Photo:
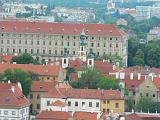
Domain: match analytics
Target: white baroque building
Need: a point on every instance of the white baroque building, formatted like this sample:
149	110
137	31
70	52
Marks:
47	40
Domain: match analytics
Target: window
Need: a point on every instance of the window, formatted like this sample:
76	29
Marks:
37	42
74	44
117	45
76	103
50	43
48	103
38	96
117	105
37	51
31	96
44	51
90	104
83	103
92	44
50	52
56	52
5	112
25	50
154	95
7	41
13	41
44	42
38	106
13	50
67	43
147	94
98	44
69	103
19	50
31	51
97	104
13	112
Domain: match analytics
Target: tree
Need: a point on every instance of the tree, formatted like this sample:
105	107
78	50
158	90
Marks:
18	75
93	79
139	58
24	59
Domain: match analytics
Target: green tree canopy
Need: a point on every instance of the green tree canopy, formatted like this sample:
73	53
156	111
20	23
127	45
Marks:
18	75
24	59
93	79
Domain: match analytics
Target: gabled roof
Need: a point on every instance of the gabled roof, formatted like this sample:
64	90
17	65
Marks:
84	116
42	70
84	94
58	103
11	95
42	86
60	28
53	115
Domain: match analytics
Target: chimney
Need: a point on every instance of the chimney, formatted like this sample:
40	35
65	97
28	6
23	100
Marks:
131	76
13	89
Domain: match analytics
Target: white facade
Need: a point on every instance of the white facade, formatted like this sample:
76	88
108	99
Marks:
14	114
74	104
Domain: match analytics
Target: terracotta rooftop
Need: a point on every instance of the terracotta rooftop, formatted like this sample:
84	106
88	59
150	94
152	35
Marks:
11	95
42	70
42	86
84	94
53	115
58	103
84	116
60	28
136	116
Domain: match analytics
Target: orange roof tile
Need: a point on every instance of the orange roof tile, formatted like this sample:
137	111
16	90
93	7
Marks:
61	28
11	97
84	116
53	115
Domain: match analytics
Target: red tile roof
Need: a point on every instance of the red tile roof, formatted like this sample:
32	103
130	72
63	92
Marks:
42	70
53	115
42	86
137	116
74	76
11	95
84	94
58	103
60	28
84	116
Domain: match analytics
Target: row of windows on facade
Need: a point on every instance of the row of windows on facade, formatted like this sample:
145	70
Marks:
45	52
62	37
56	43
6	112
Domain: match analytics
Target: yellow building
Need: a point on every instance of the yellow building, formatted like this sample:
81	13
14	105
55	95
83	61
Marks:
117	105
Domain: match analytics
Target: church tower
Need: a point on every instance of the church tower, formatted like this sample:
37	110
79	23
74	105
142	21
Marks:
90	59
82	48
65	59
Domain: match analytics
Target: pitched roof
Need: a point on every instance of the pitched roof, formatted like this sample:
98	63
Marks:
11	95
58	103
84	116
136	116
60	28
43	70
42	86
53	115
84	94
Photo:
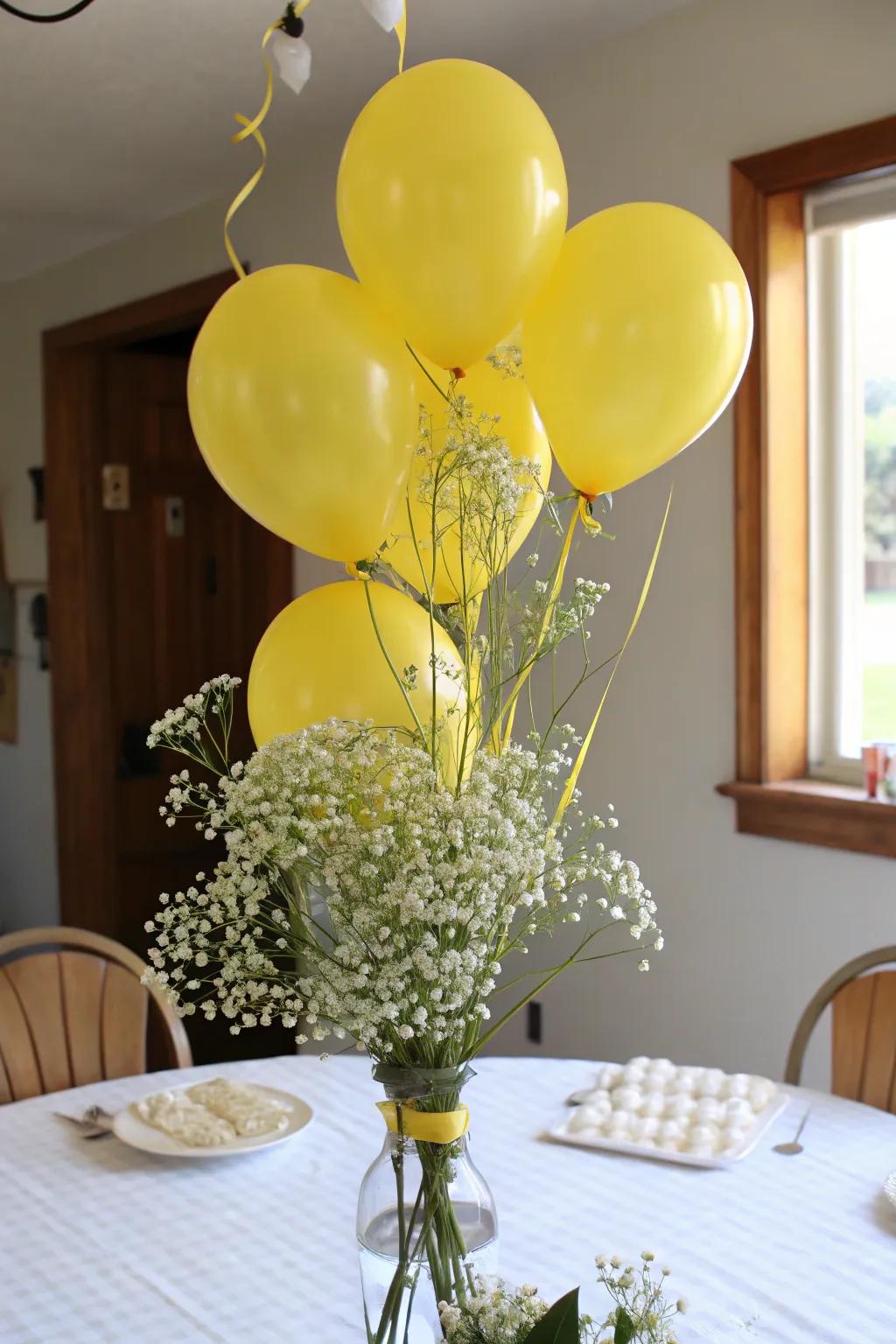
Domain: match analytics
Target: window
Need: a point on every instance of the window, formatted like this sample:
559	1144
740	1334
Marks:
815	228
850	238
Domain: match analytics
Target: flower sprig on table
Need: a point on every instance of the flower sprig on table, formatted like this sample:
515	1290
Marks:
497	1313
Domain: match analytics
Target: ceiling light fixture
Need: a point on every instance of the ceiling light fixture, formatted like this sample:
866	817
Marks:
45	18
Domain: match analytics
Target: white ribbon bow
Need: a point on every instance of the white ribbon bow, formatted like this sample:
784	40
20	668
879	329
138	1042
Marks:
387	12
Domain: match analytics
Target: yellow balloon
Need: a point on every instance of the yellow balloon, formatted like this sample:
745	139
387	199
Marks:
637	343
496	396
320	659
452	202
304	406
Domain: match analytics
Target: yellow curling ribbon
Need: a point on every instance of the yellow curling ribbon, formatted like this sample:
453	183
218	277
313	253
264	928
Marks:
427	1126
584	514
401	32
253	128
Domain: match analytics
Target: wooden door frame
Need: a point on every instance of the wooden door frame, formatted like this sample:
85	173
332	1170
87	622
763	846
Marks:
80	634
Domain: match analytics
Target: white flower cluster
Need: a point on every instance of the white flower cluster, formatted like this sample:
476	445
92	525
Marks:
569	617
494	1313
497	1313
507	360
187	721
641	1306
360	895
473	481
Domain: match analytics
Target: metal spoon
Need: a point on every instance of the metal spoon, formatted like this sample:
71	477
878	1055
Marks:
794	1145
94	1124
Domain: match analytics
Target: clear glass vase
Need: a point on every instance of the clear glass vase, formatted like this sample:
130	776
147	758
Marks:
426	1219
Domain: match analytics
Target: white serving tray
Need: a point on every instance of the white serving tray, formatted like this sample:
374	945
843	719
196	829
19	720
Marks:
562	1135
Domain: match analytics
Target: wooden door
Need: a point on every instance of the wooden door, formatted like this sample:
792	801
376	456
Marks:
188	597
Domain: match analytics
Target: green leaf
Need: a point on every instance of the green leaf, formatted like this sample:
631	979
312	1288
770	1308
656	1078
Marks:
625	1326
560	1324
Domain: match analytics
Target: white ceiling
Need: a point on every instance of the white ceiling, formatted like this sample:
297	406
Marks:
121	116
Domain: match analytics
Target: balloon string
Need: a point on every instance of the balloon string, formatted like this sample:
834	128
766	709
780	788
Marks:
253	128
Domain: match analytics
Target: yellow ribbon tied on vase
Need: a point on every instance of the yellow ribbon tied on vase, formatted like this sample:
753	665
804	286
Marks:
427	1126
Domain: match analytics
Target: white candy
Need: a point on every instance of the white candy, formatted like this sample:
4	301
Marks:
710	1082
626	1098
708	1109
682	1086
653	1103
672	1130
645	1126
680	1108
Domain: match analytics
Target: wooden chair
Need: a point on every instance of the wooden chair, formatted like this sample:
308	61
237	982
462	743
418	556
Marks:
73	1011
864	1031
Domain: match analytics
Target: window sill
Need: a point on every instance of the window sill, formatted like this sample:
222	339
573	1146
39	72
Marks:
815	812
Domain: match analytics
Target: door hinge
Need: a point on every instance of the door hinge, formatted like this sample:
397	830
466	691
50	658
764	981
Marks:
116	486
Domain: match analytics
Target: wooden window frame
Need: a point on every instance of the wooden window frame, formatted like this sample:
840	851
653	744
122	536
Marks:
771	792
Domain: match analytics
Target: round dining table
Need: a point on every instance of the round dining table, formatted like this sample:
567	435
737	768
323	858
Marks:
101	1242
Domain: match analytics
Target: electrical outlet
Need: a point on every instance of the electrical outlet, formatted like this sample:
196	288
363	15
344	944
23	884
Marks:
534	1022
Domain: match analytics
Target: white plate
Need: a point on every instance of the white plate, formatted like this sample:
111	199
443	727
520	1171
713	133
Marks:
890	1187
130	1128
562	1135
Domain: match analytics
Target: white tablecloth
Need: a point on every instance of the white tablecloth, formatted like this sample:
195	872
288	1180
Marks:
103	1243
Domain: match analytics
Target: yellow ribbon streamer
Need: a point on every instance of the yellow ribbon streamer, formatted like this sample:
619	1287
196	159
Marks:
509	709
253	128
401	32
584	750
427	1126
584	514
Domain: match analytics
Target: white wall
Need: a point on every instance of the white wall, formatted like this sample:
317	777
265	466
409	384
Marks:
751	925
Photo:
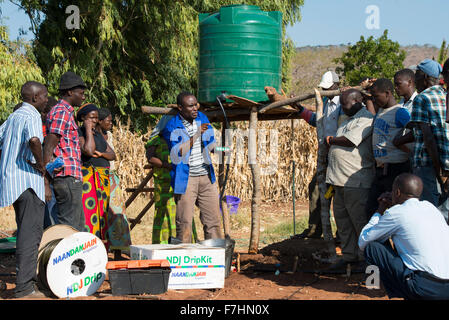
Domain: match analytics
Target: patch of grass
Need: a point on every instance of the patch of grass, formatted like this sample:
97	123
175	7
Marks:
283	230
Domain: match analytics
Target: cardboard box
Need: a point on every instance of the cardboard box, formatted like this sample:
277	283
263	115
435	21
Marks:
193	266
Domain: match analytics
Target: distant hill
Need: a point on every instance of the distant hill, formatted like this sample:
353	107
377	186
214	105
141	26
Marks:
311	62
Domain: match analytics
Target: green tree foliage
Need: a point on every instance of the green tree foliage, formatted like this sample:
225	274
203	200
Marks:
16	67
374	58
132	52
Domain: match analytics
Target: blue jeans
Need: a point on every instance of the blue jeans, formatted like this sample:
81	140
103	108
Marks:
69	194
400	281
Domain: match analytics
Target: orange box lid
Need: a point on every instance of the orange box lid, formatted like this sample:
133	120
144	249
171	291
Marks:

****************

*Problem to work on*. Look through the data and show every line containing "cluster".

*Solution to this problem*.
Target: white flower cluster
Need: a point on every instance of the white flower cluster, formatted like this sample:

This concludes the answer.